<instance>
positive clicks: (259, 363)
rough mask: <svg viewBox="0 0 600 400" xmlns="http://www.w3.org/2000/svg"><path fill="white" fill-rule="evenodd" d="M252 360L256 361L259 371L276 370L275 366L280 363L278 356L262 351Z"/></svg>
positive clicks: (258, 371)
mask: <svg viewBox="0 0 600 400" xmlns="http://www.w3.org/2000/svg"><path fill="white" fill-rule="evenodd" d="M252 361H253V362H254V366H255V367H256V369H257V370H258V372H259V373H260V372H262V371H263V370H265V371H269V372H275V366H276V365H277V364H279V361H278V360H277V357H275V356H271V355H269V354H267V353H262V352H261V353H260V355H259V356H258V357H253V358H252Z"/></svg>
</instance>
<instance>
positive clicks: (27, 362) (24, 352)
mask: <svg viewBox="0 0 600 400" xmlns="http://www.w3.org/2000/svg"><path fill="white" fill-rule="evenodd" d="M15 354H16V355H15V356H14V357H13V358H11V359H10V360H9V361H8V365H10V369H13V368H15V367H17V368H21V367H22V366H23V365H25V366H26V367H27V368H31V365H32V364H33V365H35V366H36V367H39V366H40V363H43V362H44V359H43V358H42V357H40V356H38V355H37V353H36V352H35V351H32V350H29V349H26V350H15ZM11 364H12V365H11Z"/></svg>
----
Problem statement ▸
Return only the exact lines from the opening of the records through the line that contains "rough mask: <svg", both included.

Solution for this task ▸
<instance>
positive clicks: (259, 363)
rough mask: <svg viewBox="0 0 600 400" xmlns="http://www.w3.org/2000/svg"><path fill="white" fill-rule="evenodd" d="M252 360L256 361L259 371L276 370L275 366L280 363L278 356L262 351Z"/></svg>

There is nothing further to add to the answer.